<<<<

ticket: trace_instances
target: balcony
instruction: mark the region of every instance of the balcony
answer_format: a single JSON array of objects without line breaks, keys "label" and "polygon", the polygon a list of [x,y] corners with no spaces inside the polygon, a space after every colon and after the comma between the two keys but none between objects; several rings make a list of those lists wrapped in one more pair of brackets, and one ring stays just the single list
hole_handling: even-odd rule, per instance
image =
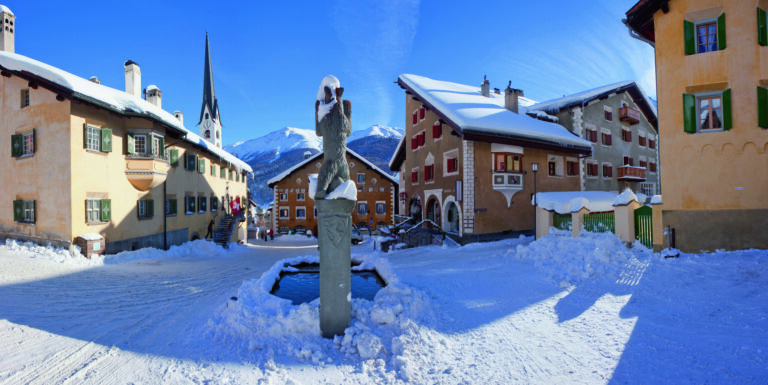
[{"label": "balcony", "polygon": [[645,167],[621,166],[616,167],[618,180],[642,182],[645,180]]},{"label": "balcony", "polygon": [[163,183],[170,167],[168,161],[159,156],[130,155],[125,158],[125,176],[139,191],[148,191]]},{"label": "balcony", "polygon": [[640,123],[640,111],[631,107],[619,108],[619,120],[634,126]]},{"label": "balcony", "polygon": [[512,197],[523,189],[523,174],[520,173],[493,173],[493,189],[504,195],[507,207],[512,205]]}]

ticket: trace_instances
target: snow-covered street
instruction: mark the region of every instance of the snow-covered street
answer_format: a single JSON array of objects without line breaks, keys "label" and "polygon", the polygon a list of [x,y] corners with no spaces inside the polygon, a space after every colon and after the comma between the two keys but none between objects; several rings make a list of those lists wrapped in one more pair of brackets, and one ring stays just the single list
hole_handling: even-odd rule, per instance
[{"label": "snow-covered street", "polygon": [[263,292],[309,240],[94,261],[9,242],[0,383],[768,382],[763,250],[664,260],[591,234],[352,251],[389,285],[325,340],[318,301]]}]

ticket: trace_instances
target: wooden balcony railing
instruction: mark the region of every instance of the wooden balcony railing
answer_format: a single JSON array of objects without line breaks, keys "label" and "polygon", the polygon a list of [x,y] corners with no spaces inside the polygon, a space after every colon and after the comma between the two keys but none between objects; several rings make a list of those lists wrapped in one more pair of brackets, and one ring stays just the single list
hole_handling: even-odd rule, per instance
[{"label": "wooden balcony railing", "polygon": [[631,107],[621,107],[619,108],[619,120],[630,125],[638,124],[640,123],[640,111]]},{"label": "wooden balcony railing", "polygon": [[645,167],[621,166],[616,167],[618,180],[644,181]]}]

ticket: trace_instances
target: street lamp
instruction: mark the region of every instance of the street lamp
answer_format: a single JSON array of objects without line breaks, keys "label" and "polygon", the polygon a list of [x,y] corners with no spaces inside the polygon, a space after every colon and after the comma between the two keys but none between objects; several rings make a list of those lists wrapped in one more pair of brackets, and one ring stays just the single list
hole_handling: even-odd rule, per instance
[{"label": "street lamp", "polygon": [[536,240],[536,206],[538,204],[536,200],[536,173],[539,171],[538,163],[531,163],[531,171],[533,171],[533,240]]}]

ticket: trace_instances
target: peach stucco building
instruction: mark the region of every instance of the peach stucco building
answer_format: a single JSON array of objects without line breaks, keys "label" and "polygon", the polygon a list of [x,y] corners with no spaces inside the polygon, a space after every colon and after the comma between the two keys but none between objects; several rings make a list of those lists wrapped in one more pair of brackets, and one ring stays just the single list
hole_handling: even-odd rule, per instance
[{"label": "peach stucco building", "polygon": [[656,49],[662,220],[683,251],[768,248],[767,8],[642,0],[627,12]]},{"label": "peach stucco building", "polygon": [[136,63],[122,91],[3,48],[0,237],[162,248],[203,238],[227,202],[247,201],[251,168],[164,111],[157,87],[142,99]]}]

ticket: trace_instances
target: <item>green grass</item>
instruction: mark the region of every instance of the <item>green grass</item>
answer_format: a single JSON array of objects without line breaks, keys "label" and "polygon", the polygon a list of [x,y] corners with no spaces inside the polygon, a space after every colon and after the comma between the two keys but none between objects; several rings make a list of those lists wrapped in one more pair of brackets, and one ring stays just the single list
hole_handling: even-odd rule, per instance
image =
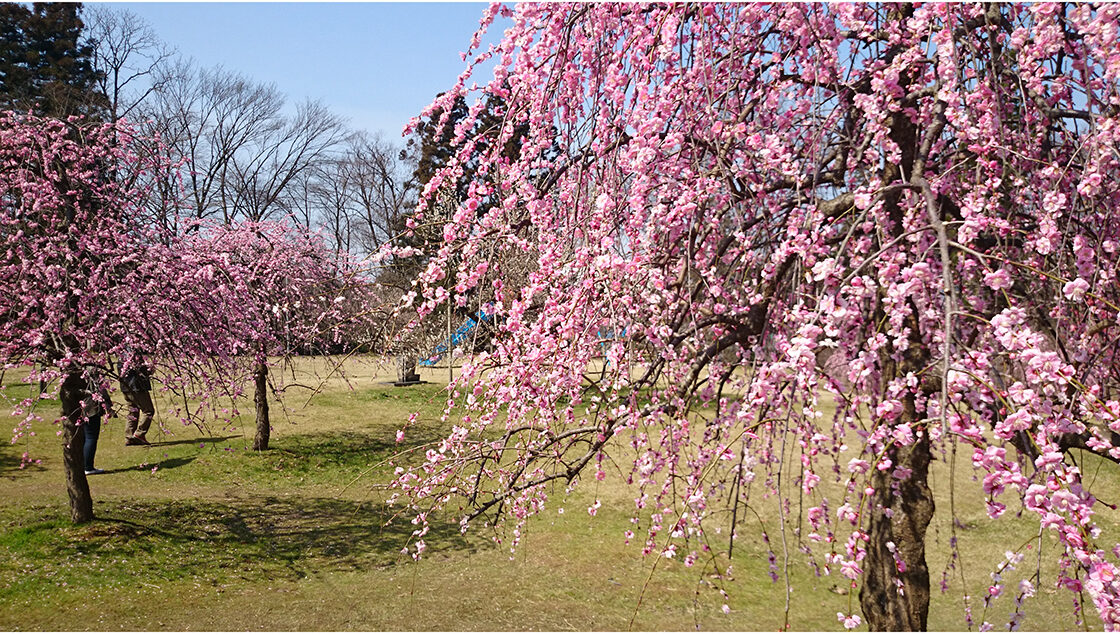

>>>>

What you need to do: The expected response is every entry above, repeated exactly, pictures removed.

The answer:
ticket: trace_instances
target: balcony
instruction: mark the region of every instance of the balcony
answer_format: a single JSON array of objects without line breaks, keys "label" and "polygon", the polygon a list of [x,y] corners with no spaces inside the polygon, a space after every colon and after the comma between the two keys but none between objects; several rings make a list of those lists wrapped in one more pair of brackets, and one ring stays just the single list
hole_handling: even-odd rule, per instance
image =
[{"label": "balcony", "polygon": [[645,167],[621,166],[616,167],[618,180],[642,182],[645,180]]},{"label": "balcony", "polygon": [[163,183],[170,167],[168,161],[159,156],[130,155],[125,158],[125,176],[139,191],[148,191]]},{"label": "balcony", "polygon": [[640,123],[640,111],[631,107],[619,108],[619,120],[634,126]]},{"label": "balcony", "polygon": [[512,197],[523,189],[523,174],[520,173],[493,173],[493,189],[504,195],[507,207],[512,205]]}]

ticket: trace_instances
target: snow-covered street
instruction: mark the region of every instance of the snow-covered street
answer_format: a single JSON array of objects without line breaks, keys "label" and "polygon", the polygon a list of [x,y] corners with no spaces inside the polygon, a space after every colon and after the comma between the two keys but none between objects; several rings make a list of those lists wrapped in one more pair of brackets, and one ring stays just the single list
hole_handling: even-odd rule, per instance
[{"label": "snow-covered street", "polygon": [[263,292],[309,240],[94,261],[9,242],[0,383],[768,382],[763,250],[664,260],[591,234],[352,251],[389,285],[325,340],[318,301]]}]

ticket: trace_instances
target: wooden balcony railing
instruction: mark the region of every instance of the wooden balcony railing
answer_format: a single JSON array of objects without line breaks, keys "label" and "polygon", the polygon a list of [x,y] corners with no spaces inside the polygon, a space after every colon and after the comma between the two keys but none between objects; several rings make a list of those lists wrapped in one more pair of brackets, and one ring stays just the single list
hole_handling: even-odd rule, per instance
[{"label": "wooden balcony railing", "polygon": [[631,107],[621,107],[619,108],[619,120],[630,125],[638,124],[640,123],[640,111]]},{"label": "wooden balcony railing", "polygon": [[645,167],[621,166],[616,167],[618,180],[644,181]]}]

ticket: trace_instances
target: street lamp
instruction: mark the region of every instance of the street lamp
answer_format: a single JSON array of objects without line breaks, keys "label" and "polygon", the polygon a list of [x,y] corners with no spaces inside the polygon, a space after every colon and after the comma between the two keys but none between objects; several rings make a list of those lists wrapped in one more pair of brackets, and one ring stays just the single list
hole_handling: even-odd rule, per instance
[{"label": "street lamp", "polygon": [[536,240],[536,206],[538,204],[536,200],[536,173],[539,171],[538,163],[531,163],[531,171],[533,171],[533,240]]}]

ticket: trace_instances
target: peach stucco building
instruction: mark the region of every instance of the peach stucco building
answer_format: a single JSON array of objects without line breaks, keys "label" and "polygon", the polygon a list of [x,y] corners with no spaces inside the polygon, a space after every colon and after the comma between the two keys but none between objects; several rings make a list of those lists wrapped in one more pair of brackets, and one ring stays just the single list
hole_handling: even-odd rule, per instance
[{"label": "peach stucco building", "polygon": [[656,49],[662,220],[683,251],[768,248],[767,8],[642,0],[627,12]]},{"label": "peach stucco building", "polygon": [[136,63],[122,91],[3,48],[0,237],[162,248],[203,238],[227,202],[247,201],[251,168],[164,111],[157,87],[142,99]]}]

ticket: trace_instances
target: <item>green grass</item>
instruction: mark the region of every instance of the <item>green grass</item>
answer_format: a single JSON array of objects without line breaks, keys "label" and "polygon", the polygon a list of [x,y] corners with no spaces inside the polygon, a space after every colon and after the comma between the two keys but none between objects; several rings make a list of those lists wrapped in one more pair of brackets, and one ring stays just the single list
hole_handling: even-odd rule, per instance
image =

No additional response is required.